START ITEMS

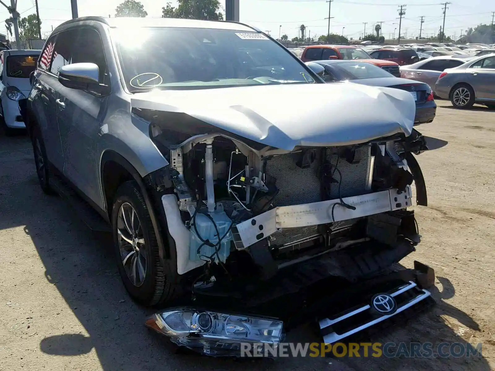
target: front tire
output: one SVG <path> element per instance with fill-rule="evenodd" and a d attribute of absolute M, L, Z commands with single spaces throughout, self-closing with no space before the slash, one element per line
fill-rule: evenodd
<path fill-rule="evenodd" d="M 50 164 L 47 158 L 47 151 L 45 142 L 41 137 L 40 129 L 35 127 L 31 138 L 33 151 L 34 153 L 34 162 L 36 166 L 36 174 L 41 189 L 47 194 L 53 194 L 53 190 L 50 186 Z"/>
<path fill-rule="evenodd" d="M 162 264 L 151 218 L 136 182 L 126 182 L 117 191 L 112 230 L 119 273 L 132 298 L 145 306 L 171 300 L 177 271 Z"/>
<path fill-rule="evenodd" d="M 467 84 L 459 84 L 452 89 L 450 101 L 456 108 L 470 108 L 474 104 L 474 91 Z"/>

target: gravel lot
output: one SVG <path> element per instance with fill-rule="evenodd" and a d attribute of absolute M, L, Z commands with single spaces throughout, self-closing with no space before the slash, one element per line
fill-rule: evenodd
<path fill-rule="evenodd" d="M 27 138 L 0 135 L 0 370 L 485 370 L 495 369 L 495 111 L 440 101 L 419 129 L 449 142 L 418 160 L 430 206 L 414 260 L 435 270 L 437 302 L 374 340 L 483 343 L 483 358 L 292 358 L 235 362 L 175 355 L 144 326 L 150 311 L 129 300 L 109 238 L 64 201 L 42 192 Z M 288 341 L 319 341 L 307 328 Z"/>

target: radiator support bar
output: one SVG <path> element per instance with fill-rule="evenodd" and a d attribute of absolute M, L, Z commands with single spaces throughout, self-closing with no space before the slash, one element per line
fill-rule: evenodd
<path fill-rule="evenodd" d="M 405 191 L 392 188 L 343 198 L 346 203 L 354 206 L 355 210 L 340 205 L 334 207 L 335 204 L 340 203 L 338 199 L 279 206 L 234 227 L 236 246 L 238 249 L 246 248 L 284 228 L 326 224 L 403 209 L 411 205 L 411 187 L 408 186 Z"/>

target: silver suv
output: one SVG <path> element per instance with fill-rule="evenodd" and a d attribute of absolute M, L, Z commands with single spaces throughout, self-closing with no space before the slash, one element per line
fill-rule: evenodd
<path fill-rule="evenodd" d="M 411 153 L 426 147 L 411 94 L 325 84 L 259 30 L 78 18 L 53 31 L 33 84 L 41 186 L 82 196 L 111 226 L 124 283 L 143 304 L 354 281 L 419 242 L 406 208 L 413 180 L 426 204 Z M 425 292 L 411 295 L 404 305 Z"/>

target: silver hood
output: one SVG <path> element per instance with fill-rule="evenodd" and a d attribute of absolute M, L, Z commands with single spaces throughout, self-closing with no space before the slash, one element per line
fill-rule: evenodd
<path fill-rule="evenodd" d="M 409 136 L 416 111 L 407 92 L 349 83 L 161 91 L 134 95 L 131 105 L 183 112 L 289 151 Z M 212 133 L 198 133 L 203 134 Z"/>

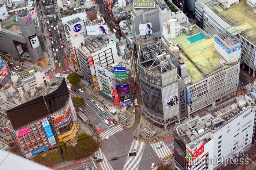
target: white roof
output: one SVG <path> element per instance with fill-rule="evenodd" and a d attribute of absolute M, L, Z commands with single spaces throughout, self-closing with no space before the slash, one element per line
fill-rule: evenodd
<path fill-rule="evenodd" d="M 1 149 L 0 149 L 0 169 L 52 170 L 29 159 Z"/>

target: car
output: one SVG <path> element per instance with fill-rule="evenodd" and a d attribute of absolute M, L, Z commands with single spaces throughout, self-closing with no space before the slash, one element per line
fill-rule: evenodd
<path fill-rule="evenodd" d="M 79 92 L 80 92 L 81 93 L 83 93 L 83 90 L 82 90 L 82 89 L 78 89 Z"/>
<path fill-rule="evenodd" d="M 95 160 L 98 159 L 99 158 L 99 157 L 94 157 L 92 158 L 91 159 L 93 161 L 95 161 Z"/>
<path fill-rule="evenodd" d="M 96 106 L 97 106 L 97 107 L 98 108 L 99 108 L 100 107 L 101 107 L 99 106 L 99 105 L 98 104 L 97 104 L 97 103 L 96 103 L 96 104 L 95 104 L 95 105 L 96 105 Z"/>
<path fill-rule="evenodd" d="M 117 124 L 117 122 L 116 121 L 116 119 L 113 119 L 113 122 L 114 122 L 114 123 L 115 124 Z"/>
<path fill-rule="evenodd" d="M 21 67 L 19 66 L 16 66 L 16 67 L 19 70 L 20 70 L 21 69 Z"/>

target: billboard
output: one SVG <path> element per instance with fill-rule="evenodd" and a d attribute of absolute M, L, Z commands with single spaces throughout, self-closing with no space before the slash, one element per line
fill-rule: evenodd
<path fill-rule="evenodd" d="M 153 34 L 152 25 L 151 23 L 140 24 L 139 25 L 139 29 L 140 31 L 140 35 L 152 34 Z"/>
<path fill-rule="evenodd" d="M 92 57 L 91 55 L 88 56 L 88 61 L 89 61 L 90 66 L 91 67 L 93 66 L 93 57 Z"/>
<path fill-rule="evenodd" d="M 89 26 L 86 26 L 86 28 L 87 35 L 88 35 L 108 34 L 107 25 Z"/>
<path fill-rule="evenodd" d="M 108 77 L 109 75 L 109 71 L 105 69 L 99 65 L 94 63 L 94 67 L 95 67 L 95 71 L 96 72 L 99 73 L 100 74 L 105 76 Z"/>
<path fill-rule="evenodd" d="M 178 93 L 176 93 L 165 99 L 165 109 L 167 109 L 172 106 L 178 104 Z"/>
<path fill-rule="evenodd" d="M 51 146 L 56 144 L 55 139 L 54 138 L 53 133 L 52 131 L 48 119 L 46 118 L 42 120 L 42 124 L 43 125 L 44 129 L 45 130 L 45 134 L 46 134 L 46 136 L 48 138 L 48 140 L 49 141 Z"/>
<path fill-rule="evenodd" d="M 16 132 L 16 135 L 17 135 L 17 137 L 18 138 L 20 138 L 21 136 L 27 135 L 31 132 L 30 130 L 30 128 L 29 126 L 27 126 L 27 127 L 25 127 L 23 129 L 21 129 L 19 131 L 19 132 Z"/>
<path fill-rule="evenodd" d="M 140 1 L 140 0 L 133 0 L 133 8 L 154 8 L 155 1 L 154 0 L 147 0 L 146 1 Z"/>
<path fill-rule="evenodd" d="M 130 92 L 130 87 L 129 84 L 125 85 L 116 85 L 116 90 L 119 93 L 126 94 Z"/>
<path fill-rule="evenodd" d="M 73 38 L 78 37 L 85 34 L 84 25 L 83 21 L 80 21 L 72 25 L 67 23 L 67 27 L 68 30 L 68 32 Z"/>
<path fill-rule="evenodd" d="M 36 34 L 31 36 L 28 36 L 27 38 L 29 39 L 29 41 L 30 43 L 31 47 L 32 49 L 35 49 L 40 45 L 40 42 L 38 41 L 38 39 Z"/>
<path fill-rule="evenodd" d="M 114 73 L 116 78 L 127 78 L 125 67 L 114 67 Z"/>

END ITEMS
START ITEMS

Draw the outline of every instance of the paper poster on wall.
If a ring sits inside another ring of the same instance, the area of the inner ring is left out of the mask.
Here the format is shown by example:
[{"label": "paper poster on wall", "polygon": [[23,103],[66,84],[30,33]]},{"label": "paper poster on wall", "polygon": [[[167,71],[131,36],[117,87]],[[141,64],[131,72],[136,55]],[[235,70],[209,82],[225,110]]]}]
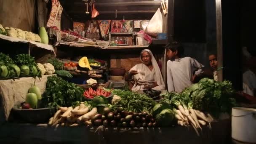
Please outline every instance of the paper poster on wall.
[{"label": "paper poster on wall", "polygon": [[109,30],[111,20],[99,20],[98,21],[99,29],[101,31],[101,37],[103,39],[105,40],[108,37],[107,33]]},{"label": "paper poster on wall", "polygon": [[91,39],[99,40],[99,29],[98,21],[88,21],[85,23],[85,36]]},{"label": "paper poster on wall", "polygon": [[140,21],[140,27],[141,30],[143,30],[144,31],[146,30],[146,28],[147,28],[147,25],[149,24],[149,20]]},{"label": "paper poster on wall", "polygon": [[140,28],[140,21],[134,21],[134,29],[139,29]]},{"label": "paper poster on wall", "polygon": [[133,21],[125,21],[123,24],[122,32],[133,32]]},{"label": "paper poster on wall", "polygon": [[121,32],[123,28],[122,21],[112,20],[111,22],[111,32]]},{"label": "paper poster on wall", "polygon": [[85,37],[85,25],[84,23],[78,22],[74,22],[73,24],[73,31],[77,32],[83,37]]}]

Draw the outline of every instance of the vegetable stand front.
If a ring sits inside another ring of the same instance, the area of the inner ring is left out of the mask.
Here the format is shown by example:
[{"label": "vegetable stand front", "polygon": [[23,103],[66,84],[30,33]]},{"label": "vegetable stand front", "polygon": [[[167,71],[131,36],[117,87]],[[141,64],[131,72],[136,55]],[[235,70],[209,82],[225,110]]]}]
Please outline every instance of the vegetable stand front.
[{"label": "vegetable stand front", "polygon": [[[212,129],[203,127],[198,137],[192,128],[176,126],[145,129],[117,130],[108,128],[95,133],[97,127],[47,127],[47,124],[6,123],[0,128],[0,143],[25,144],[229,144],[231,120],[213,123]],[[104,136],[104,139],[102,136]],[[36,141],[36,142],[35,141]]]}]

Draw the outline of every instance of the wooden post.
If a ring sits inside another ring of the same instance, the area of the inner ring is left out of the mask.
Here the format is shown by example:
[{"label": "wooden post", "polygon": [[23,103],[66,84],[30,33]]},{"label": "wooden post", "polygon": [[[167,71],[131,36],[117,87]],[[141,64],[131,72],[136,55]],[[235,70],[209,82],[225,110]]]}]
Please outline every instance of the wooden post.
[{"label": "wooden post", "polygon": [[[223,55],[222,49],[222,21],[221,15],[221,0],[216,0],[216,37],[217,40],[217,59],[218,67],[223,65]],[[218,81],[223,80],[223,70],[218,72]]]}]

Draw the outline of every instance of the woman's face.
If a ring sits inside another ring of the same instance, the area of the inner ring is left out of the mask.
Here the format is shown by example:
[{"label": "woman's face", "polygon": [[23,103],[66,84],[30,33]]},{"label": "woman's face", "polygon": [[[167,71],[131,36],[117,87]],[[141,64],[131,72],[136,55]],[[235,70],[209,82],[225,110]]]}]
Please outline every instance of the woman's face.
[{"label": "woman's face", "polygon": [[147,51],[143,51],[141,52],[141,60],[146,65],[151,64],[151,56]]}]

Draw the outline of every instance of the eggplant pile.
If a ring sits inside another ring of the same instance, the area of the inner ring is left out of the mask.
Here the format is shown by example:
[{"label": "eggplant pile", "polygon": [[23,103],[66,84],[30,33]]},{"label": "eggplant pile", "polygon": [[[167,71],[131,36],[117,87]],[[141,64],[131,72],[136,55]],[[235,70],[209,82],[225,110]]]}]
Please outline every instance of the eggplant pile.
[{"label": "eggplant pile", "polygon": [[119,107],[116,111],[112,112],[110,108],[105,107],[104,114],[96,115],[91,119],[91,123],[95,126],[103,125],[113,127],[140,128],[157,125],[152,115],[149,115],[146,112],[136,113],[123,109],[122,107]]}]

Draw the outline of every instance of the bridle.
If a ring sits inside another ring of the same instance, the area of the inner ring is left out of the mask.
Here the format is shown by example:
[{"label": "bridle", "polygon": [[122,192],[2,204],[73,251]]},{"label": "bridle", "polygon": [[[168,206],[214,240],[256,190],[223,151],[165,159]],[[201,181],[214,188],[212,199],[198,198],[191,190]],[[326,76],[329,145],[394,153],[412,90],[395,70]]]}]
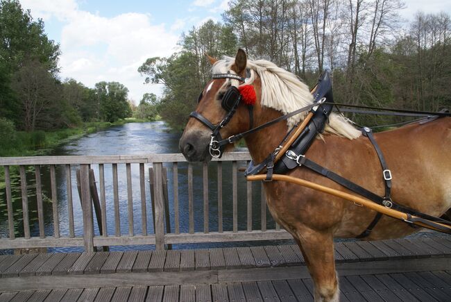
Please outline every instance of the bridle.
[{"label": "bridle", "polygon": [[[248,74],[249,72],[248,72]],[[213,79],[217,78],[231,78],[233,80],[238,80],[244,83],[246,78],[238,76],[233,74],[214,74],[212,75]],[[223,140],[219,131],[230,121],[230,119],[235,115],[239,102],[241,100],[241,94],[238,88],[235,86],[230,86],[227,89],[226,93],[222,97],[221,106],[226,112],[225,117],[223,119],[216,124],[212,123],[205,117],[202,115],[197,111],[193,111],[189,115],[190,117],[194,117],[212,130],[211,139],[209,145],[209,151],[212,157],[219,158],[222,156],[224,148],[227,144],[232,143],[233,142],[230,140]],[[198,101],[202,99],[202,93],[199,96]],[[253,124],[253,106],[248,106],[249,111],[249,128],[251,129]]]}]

END ITEMS

### TASK OBJECTIVE
Convert the lines from the one containing "target: billboard" to the one containing "114 73 L 116", both included, into a Markdown table with the columns Row and Line. Number each row and skip any blank lines.

### RESULT
| Row | Line |
|---|---|
| 1 | target: billboard |
| 2 | output: one SVG <path> element per instance with fill-rule="evenodd" and a d attribute of absolute M, L, Z commands with single spaces throughout, self-closing with no space before the slash, one element per line |
| 3 | fill-rule: evenodd |
| 4 | <path fill-rule="evenodd" d="M 153 34 L 152 25 L 151 23 L 140 24 L 139 25 L 139 29 L 140 31 L 140 35 L 152 34 Z"/> |
| 5 | <path fill-rule="evenodd" d="M 92 57 L 91 55 L 88 56 L 88 61 L 89 61 L 90 66 L 91 67 L 93 66 L 93 57 Z"/> |
| 6 | <path fill-rule="evenodd" d="M 89 26 L 86 26 L 86 28 L 87 35 L 88 35 L 108 34 L 107 25 Z"/> |
| 7 | <path fill-rule="evenodd" d="M 108 77 L 109 75 L 109 71 L 105 69 L 99 65 L 94 63 L 94 67 L 95 67 L 95 71 L 96 72 L 99 73 L 100 74 L 105 76 Z"/> |
| 8 | <path fill-rule="evenodd" d="M 178 93 L 176 93 L 165 99 L 165 109 L 167 109 L 172 106 L 178 104 Z"/> |
| 9 | <path fill-rule="evenodd" d="M 51 146 L 56 144 L 55 139 L 54 138 L 53 133 L 52 131 L 48 119 L 46 118 L 42 120 L 42 124 L 43 125 L 44 129 L 45 130 L 45 134 L 46 134 L 46 136 L 48 138 L 48 140 L 49 141 Z"/> |
| 10 | <path fill-rule="evenodd" d="M 16 132 L 16 135 L 17 135 L 17 137 L 18 138 L 20 138 L 21 136 L 27 135 L 31 132 L 30 130 L 30 128 L 29 126 L 27 126 L 27 127 L 25 127 L 23 129 L 21 129 L 19 131 L 19 132 Z"/> |
| 11 | <path fill-rule="evenodd" d="M 140 1 L 140 0 L 133 0 L 133 8 L 154 8 L 155 1 L 154 0 L 147 0 L 146 1 Z"/> |
| 12 | <path fill-rule="evenodd" d="M 130 92 L 130 87 L 129 84 L 125 85 L 116 85 L 116 90 L 119 93 L 126 94 Z"/> |
| 13 | <path fill-rule="evenodd" d="M 73 38 L 78 37 L 85 34 L 84 25 L 83 21 L 80 21 L 72 25 L 67 23 L 67 27 L 68 30 L 68 32 Z"/> |
| 14 | <path fill-rule="evenodd" d="M 36 34 L 31 36 L 28 36 L 27 38 L 29 39 L 29 41 L 30 43 L 31 47 L 32 49 L 35 49 L 40 45 L 40 42 L 38 41 L 38 39 Z"/> |
| 15 | <path fill-rule="evenodd" d="M 114 73 L 116 78 L 127 78 L 125 67 L 114 67 Z"/> |